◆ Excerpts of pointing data
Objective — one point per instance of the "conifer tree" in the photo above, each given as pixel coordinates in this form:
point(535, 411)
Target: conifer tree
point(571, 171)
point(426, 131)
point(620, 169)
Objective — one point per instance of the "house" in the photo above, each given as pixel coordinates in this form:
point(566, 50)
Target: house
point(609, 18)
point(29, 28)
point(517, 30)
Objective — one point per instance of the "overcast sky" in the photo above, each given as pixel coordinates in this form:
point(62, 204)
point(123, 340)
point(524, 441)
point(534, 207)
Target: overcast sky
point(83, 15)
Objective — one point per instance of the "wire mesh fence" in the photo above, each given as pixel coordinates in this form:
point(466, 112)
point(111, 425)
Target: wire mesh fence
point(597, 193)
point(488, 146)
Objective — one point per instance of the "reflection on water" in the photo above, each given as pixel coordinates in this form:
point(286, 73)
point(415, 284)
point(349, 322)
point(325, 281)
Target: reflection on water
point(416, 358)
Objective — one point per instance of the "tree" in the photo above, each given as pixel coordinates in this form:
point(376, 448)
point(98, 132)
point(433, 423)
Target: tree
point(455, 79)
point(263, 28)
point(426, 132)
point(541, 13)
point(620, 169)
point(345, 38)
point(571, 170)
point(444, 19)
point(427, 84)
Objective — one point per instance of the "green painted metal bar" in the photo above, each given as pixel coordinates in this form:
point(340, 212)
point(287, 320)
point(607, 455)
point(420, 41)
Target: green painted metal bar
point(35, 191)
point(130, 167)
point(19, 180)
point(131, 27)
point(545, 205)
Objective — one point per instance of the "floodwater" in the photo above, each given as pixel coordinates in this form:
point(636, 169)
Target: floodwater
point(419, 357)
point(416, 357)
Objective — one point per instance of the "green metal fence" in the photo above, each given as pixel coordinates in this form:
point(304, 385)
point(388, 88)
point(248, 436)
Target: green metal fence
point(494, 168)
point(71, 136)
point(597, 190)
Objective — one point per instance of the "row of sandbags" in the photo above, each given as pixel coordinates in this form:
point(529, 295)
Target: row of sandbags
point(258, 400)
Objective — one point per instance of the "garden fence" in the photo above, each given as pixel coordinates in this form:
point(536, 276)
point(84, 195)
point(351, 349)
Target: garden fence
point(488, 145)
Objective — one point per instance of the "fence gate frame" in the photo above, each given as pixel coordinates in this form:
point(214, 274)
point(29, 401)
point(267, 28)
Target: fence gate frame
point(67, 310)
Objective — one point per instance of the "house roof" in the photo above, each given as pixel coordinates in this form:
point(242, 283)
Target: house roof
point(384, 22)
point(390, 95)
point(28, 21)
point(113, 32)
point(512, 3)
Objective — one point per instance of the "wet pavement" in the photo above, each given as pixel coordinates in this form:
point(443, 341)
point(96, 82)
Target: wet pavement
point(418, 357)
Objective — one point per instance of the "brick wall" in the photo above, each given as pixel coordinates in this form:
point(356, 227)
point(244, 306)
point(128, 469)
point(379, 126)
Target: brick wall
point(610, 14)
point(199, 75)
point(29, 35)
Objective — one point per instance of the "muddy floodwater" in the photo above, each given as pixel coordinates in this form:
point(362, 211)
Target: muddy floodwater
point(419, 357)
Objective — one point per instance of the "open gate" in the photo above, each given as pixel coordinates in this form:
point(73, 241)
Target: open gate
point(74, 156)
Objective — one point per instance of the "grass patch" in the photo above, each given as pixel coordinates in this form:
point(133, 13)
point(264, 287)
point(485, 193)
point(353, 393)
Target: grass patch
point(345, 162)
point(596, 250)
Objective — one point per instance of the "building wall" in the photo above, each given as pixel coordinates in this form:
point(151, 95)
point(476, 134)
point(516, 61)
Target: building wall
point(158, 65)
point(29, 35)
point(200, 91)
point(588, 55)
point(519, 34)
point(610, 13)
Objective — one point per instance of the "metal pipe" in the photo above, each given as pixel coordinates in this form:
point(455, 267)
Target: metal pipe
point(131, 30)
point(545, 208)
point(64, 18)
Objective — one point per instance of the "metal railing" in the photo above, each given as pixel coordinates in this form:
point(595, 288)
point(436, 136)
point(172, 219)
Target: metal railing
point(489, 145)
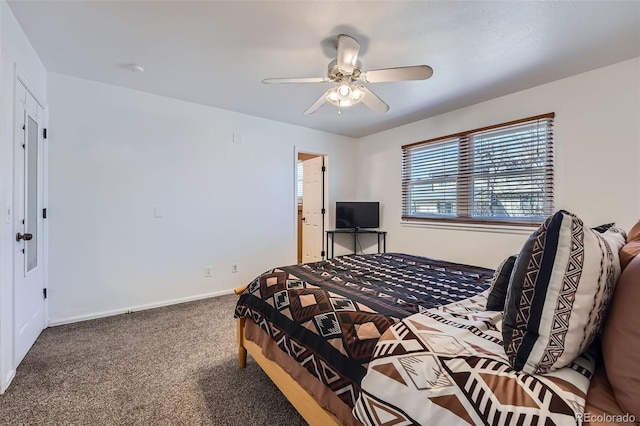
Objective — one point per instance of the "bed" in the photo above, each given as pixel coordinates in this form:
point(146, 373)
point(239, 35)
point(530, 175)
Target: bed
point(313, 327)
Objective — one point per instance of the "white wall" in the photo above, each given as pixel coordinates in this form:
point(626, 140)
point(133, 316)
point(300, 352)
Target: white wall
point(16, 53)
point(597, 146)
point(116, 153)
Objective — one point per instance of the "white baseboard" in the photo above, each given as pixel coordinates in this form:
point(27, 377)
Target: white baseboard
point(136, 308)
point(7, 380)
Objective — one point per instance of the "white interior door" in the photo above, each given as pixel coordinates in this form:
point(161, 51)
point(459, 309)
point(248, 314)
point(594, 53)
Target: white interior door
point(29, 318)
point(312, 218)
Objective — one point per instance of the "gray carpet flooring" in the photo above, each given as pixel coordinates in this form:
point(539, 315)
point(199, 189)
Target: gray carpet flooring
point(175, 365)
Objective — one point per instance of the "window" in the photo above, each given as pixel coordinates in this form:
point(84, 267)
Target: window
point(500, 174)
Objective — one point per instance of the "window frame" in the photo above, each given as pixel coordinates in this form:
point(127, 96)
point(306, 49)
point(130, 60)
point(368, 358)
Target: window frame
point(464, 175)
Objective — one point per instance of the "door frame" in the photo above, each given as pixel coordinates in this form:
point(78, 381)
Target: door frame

◆ EXERCISE PROMPT
Leave out the pictures and copy everything else in the records word for word.

◆ RESPONSE BELOW
Objective — one point per instance of the "conifer tree" in the photo above, each given as pixel coordinates in this form:
point(535, 411)
Target: conifer tree
point(571, 171)
point(426, 131)
point(620, 169)
Objective — one point per instance of the "house" in the photo above, each given as pixel coordinates in this form:
point(566, 50)
Target: house
point(609, 18)
point(29, 28)
point(517, 30)
Objective — one point per instance of the "overcast sky" in the photo above, each given as pixel coordinates in this form:
point(62, 204)
point(123, 340)
point(524, 441)
point(534, 207)
Target: overcast sky
point(83, 15)
Objective — one point per instance of the "wire mesh fence" in the photo above, each given as pixel coordinates in this form:
point(466, 112)
point(111, 425)
Target: wire mesh fence
point(597, 193)
point(488, 146)
Objective — one point per instance of the "reflection on water" in the photo above, each given as pixel coordinates in this form:
point(286, 73)
point(415, 284)
point(349, 322)
point(325, 281)
Target: reflection on water
point(416, 358)
Objective — one point per instance of the "tree" in the photo above, each given as pixel coordinates in this form:
point(376, 448)
point(98, 132)
point(433, 423)
Target: tree
point(455, 79)
point(263, 28)
point(426, 132)
point(541, 13)
point(620, 169)
point(345, 38)
point(571, 170)
point(444, 19)
point(427, 84)
Objective — one point per instance of the "green painted metal bar" in the photo above, each given as pixel coordinates in this form:
point(340, 212)
point(287, 320)
point(607, 455)
point(420, 41)
Target: green painted metal bar
point(35, 191)
point(130, 167)
point(19, 180)
point(131, 27)
point(545, 205)
Objective — one point per instance of the "floodwater" in the photo above, each given as pixel coordinates in this form:
point(636, 169)
Target: floodwater
point(419, 357)
point(416, 357)
Objective — one point per instance of the "green metal fence" in the photo above, each given as pixel coordinates in this form:
point(304, 385)
point(388, 88)
point(248, 436)
Target: green metal fence
point(494, 168)
point(71, 136)
point(597, 190)
Objective — one point per instance of the "row of sandbags" in the photo above, each given as pixel coordinates in this form:
point(529, 295)
Target: row of sandbags
point(258, 400)
Objective — one point per instance of the "garden fence" in the photo above, each given as pixel coordinates in this form:
point(536, 276)
point(84, 195)
point(351, 349)
Target: garden fence
point(488, 145)
Objective — one point per instance of the "fence gate frame" in the photo above, each given as pixel coordinates in this form:
point(214, 274)
point(29, 401)
point(267, 28)
Target: fence gate frame
point(67, 310)
Objective — one point per instance of the "house roof" in the photo above, each given as pixel coordinates in this form:
point(242, 283)
Target: house roof
point(384, 22)
point(390, 95)
point(28, 21)
point(113, 32)
point(512, 3)
Objective — one point per instance of the "wet pavement" in the photo above, each given as pixel coordinates in this form:
point(443, 341)
point(96, 82)
Target: wet pavement
point(418, 357)
Objective — one point per instance of the "brick wall" in the photo above, each given as pixel coordinates in this form:
point(356, 227)
point(244, 306)
point(128, 469)
point(379, 126)
Target: brick wall
point(610, 14)
point(199, 75)
point(29, 35)
Objective — one point per instance of the "muddy floodwater" in the photo above, each given as pixel coordinates in this form:
point(362, 211)
Target: muddy floodwater
point(419, 357)
Objective — one point per instance of the "open gate" in the photo above, each given as pixel coordinates in this form:
point(73, 241)
Target: open gate
point(74, 156)
Objective — one point per instance of the "grass patch" in the photo above, each given as pixel coordinates in this form:
point(133, 13)
point(264, 287)
point(485, 193)
point(353, 393)
Target: grass patch
point(345, 162)
point(596, 250)
Objective — one point per instance of the "building wall" in the photo above, each given as pixel coordinates in this form:
point(151, 95)
point(476, 134)
point(516, 61)
Target: building wall
point(158, 65)
point(29, 35)
point(200, 91)
point(588, 55)
point(519, 34)
point(610, 13)
Objective — one point per instance of the "metal pipe" in the photo above, each given as pixel coordinates in this form:
point(455, 267)
Target: metal pipe
point(131, 30)
point(545, 208)
point(64, 18)
Objective — one point per instance of the "metal railing" in the photo above, each given as pixel coordinates in this form:
point(595, 288)
point(436, 136)
point(172, 219)
Target: metal railing
point(489, 145)
Objective — one point per instance of the "bed" in the photo above, each given as pixel coordinates in this form:
point(146, 373)
point(239, 35)
point(530, 175)
Target: bed
point(313, 327)
Objective — one point per instance of the "white wall" in the photo above, each given as pixel coordinates in this form:
point(626, 140)
point(133, 316)
point(300, 352)
Target: white wall
point(16, 53)
point(597, 146)
point(116, 153)
Objective — one point per instance of the "white baseboard" in the photo above, each given as pixel coordinates in this form:
point(27, 377)
Target: white baseboard
point(136, 308)
point(7, 380)
Objective — one point per instance of the "white interior door" in the photo above, each given as pixel coordinates in this form:
point(161, 51)
point(459, 309)
point(248, 314)
point(594, 53)
Target: white interior door
point(29, 318)
point(312, 218)
Objective — one point per instance of the "gray carpet flooring" in the photo above, each given as pixel coordinates in this form:
point(539, 315)
point(199, 189)
Target: gray carpet flooring
point(175, 365)
Objective — one point per instance of the "window" in the photo above, each given as pixel coordinates in this form:
point(84, 267)
Target: window
point(500, 174)
Objective — one point per instance of the "window frame" in the photo above, each given as pixel coordinates in this form:
point(127, 96)
point(306, 49)
point(130, 60)
point(368, 358)
Target: window frame
point(464, 175)
Objective — one point per instance of the "door frame" in the photo above, each given as pixel coordinates in this form:
point(78, 381)
Target: door frame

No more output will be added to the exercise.